*Selected extract*.
***
Yet as Hollywood became embroiled in the anti-Communist movement that culminated in the notorious blacklist, Fante remained aloof, writing to McWilliams that “If America went Soviet tomorrow I’d still read Nietzsche, long for beauty, seek the turmoil of women, and dream of the greatest novel ever written. . . . I’ll go fascist if they leave me alone and let me write what I please. I’ll go red for the same reason.” Cooper argues that this attitude is indicative of Fante’s “skepticism of all things political.” Given Fante’s self-interested character, however, it also signals a general indifference. Cooper introduces historical milestones throughout the book--Nazi invasion, the developing war in Vietnam--that only serve to emphasize how very much apart from these events Fante held himself; his vision, trained so precisely on his own circumstances, was rarely concerned with the world at large.
In 1952, Fante published “Full of Life,” a comic, life-affirming version of a particularly difficult period in his life and marriage. It became a popular film and brought Fante financial stability. In 1977, long after his diabetes (diagnosed in 1955) had become debilitating, he wrote the lyrical “Brotherhood of the Grape.” Then, in a Bandini-like feat of literary heroism, he followed in 1979 with “Dreams From Bunker Hill.” He was, at the time, a dying man. Blinded and having lost one leg to disease, Fante dictated the novel to Joyce. Meanwhile, the Black Sparrow Press edition of “Ask the Dust” containing a reverential introduction by Bukowski, who called the book “a wild and enormous miracle to me,” was being printed.
Whether listing the many film ventures, the arguments between John and Joyce or the symptoms of Fante’s worsening diabetes, Cooper is a studious and enthusiastic chronicler of the minutiae of Fante’s life. It is an admirable practice but at times overwrought, as when he transcribes a video made of Fante when he was hospitalized, near death and obviously pitifully confused. Here and in a few other places, Cooper’s well-informed summary would suffice. There are also passages of seeming conjecture from Cooper, such as when he states that Fante left Colorado intending to become a writer or when he sketches what Fante’s early days in Wilmington must have been like.
***
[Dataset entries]

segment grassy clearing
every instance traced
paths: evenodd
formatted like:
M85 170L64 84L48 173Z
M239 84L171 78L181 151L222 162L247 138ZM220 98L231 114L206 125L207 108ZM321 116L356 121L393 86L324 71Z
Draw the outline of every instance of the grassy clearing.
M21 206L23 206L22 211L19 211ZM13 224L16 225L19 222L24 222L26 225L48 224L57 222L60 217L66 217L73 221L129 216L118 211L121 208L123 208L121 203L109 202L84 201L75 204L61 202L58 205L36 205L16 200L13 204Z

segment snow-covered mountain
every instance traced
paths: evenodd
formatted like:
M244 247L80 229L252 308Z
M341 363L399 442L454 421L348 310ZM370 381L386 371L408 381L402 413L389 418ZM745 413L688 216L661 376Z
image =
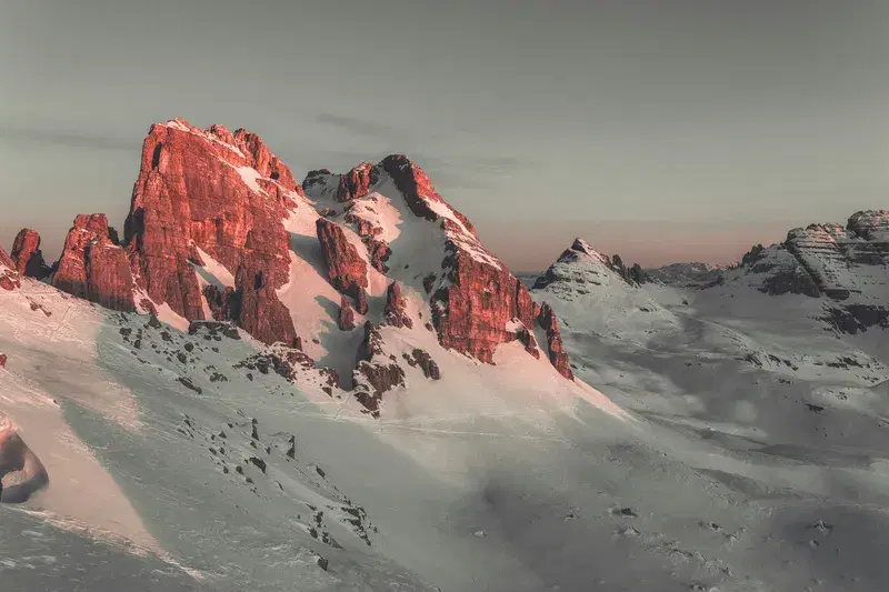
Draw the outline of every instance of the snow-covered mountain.
M889 348L825 320L887 303L853 218L783 248L817 292L580 239L529 290L406 157L297 183L156 124L122 234L0 249L0 581L882 590Z

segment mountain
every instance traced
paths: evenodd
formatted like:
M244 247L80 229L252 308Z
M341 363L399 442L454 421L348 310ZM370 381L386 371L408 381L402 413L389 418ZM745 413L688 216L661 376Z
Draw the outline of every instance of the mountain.
M538 358L535 327L551 324L408 158L346 174L311 171L298 184L259 136L222 126L201 130L177 119L151 127L122 238L104 214L81 214L51 269L39 245L23 230L9 267L180 330L231 322L280 351L301 352L289 355L317 363L328 390L350 392L374 415L410 363L400 352L382 362L381 351L361 345L374 324L431 331L443 348L485 363L513 340ZM349 320L330 330L338 318ZM541 334L556 360L558 330Z
M122 233L0 250L3 585L882 590L886 215L852 218L731 269L578 239L529 289L407 157L297 182L152 126Z
M847 223L809 224L783 242L755 245L733 269L668 265L649 274L670 285L749 285L770 295L817 299L833 329L889 327L889 210L853 213Z

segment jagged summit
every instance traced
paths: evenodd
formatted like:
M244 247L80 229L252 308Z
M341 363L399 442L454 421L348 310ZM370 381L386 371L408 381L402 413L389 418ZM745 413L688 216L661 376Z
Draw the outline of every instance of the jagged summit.
M7 265L16 277L182 330L232 323L299 352L298 365L317 365L327 388L358 389L374 413L383 392L403 385L389 359L397 352L376 337L384 357L343 352L380 324L404 339L431 331L438 345L483 363L520 341L572 378L555 314L541 313L403 154L344 174L314 170L300 184L260 136L171 119L143 142L122 238L104 214L78 215L51 270L39 234L20 239ZM423 368L433 358L420 355Z
M553 282L569 281L600 284L603 279L617 275L629 285L639 285L647 281L642 268L635 263L625 265L620 255L606 255L593 249L581 238L575 239L571 247L562 251L556 263L537 278L535 290L540 290Z

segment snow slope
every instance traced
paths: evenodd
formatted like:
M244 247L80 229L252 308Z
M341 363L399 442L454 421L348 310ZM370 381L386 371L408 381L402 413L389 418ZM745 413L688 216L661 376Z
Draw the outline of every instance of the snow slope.
M422 238L394 238L393 260L401 240ZM418 324L382 328L386 353L426 349L442 380L406 368L380 421L308 371L294 384L242 365L264 351L243 334L152 328L32 282L0 291L0 411L50 479L0 505L3 582L882 590L885 363L820 331L806 297L632 287L580 263L565 271L577 289L535 295L617 405L518 343L489 367Z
***
*Exercise requirements*.
According to the review of the John Fante biography, how did Fante produce "Dreams From Bunker Hill"?

*Response below*.
Blinded and having lost one leg to disease, he dictated the novel to Joyce.